__Page excerpt__:

At Stevens High School in Rapid City, Hammon became the school’s all-time leader in scoring, assists, and steals, and she was voted South Dakota’s Player of the Year. There was no clear road from Rapid City to a top college program, but, after Hammon’s junior year, she got a break. She was invited to an élite training camp in Terre Haute, Indiana. Soon, it was clear to everyone there that the diminutive guard with the long ponytail could shoot.

One of the people watching was an assistant coach at Colorado State, who reported back to the head coach, Greg Williams. Williams went to Rapid City to watch Hammon play; he then offered her a full scholarship. “Though she was not arrogant, she believed in herself,” he told me. In 1995, when Hammon started her freshman year at Colorado State, the team had rarely finished a season with a winning record. During her senior year, the team finished 33–3 and made the Sweet Sixteen in the N.C.A.A. tournament. “Nothing bothered her,” Williams said. “Becky always wanted to take the tough shot.” She became the school’s all-time leader in points, assists, and threes, and the leading scorer, male or female, in Western Athletic Conference history.

(Coordinate annotation entries)

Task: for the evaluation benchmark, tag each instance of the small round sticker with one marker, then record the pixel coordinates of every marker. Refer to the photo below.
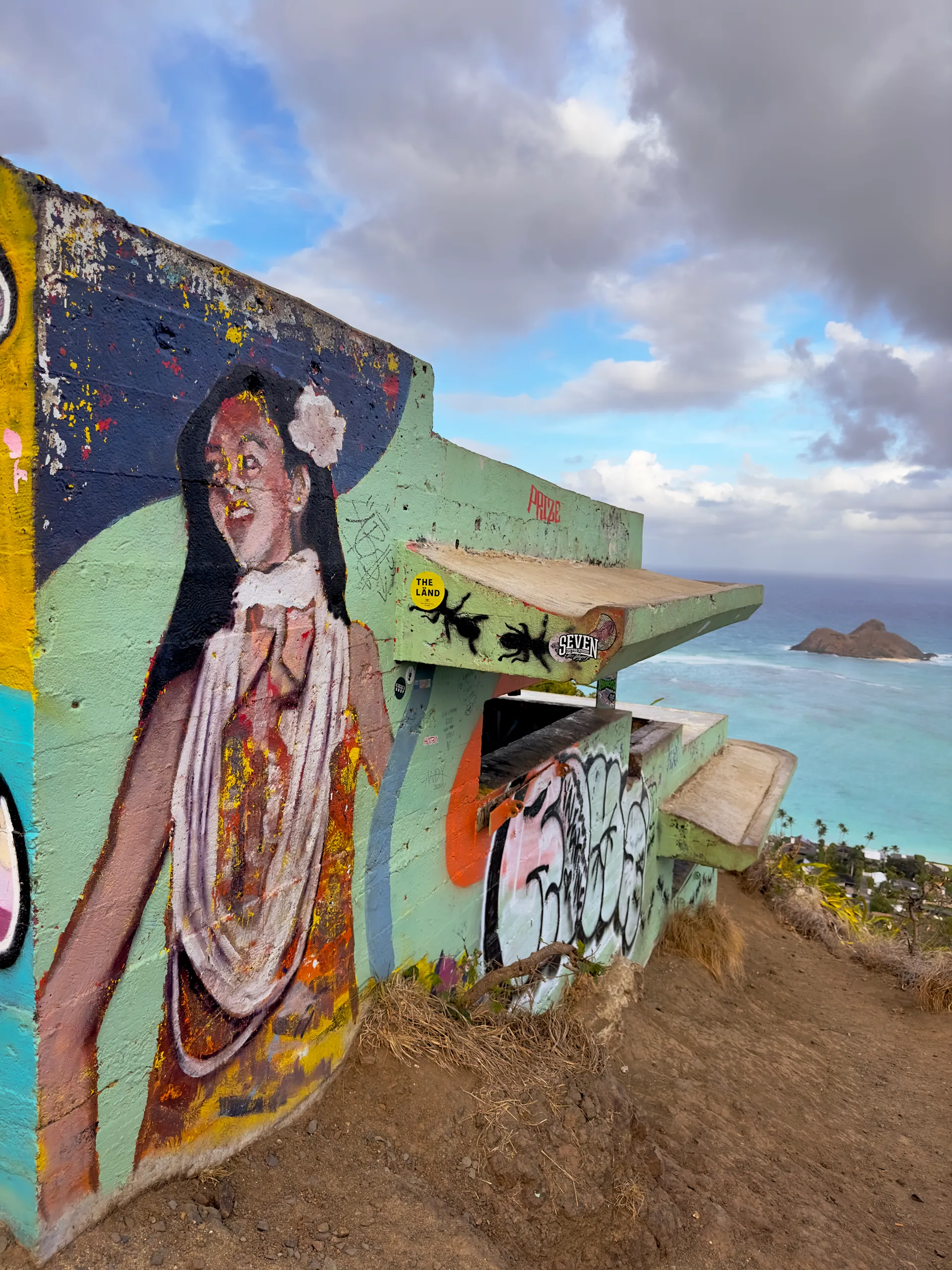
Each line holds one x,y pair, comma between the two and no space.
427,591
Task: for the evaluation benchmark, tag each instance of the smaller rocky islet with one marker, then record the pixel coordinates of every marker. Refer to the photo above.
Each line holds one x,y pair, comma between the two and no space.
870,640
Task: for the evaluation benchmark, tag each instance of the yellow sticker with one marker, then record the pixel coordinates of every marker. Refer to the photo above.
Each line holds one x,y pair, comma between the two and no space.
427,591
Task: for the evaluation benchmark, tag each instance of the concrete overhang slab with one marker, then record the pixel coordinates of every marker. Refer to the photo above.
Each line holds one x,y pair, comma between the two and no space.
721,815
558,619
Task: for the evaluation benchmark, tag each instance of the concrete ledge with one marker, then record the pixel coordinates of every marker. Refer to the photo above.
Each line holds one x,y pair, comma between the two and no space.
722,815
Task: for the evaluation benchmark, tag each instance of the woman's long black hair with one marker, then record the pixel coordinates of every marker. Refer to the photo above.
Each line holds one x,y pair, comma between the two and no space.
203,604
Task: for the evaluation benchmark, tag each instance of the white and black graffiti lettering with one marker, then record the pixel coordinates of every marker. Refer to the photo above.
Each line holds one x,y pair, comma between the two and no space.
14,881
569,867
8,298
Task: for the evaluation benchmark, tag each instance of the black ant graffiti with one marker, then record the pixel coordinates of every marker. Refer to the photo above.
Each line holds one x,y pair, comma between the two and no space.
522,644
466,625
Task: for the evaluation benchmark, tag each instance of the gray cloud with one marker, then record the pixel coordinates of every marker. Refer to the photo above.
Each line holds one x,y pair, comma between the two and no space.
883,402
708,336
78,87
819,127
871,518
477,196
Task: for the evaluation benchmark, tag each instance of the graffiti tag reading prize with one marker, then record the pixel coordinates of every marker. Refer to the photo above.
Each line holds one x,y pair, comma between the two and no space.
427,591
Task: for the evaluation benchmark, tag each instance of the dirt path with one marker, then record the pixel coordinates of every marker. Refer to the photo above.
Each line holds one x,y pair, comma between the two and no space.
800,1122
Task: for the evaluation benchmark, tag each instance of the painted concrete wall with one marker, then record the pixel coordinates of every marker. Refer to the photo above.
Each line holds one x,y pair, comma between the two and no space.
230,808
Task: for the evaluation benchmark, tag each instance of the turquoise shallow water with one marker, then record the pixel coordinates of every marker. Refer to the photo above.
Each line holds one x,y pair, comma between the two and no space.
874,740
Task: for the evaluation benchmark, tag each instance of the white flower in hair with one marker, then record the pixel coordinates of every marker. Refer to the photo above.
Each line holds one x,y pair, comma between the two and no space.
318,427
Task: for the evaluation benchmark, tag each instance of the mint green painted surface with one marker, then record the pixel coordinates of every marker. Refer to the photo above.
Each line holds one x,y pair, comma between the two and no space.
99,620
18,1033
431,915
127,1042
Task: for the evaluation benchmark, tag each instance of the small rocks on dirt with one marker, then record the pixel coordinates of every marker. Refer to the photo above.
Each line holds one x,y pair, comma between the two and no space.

__Instruction 1__: Write out the passage about Becky Hammon's basketball career word for word, from "One of the people" to "Athletic Conference history.", inclusive.
__Instruction 2__: Continue the passage about Becky Hammon's basketball career from the point where it stops.

__Answer 1__:
One of the people watching was an assistant coach at Colorado State, who reported back to the head coach, Greg Williams. Williams went to Rapid City to watch Hammon play; he then offered her a full scholarship. “Though she was not arrogant, she believed in herself,” he told me. In 1995, when Hammon started her freshman year at Colorado State, the team had rarely finished a season with a winning record. During her senior year, the team finished 33–3 and made the Sweet Sixteen in the N.C.A.A. tournament. “Nothing bothered her,” Williams said. “Becky always wanted to take the tough shot.” She became the school’s all-time leader in points, assists, and threes, and the leading scorer, male or female, in Western Athletic Conference history.

__Answer 2__:
When Hammon graduated, the W.N.B.A. was in its third season. It was not the first women’s professional basketball league, but it was the starriest, with N.C.A.A. and Olympic legends like Lisa Leslie, Rebecca Lobo, and Sheryl Swoopes, and it had the full backing of the N.B.A. On the W.N.B.A.’s draft day, Hammon was in Fort Collins, waiting for her agent to call; the phone didn’t ring. There had been an influx of established players as a rival league folded, but the real problem was that Hammon was considered too small to compete. Though she wasn’t drafted, the New York Liberty offered her a spot at its training camp, where not every player would make the team. She survived the cuts and signed a contract for twenty-five thousand dollars.

The Liberty had some of the best players in the league, like Teresa Weatherspoon, an energetic ball handler, and Vickie Johnson, a silky-smooth scorer. Hammon challenged herself to match up against them in practice. Before long, she had made herself indispensable as a substitute player, coming off the bench to score and to guide the team. In 2003, she became the starting point guard. “Her size never mattered,” the Liberty’s head coach, Richie Adubato, said. “When she drove to the basket, it didn’t matter who was in there. She had one shot blocked, I think, in four years.”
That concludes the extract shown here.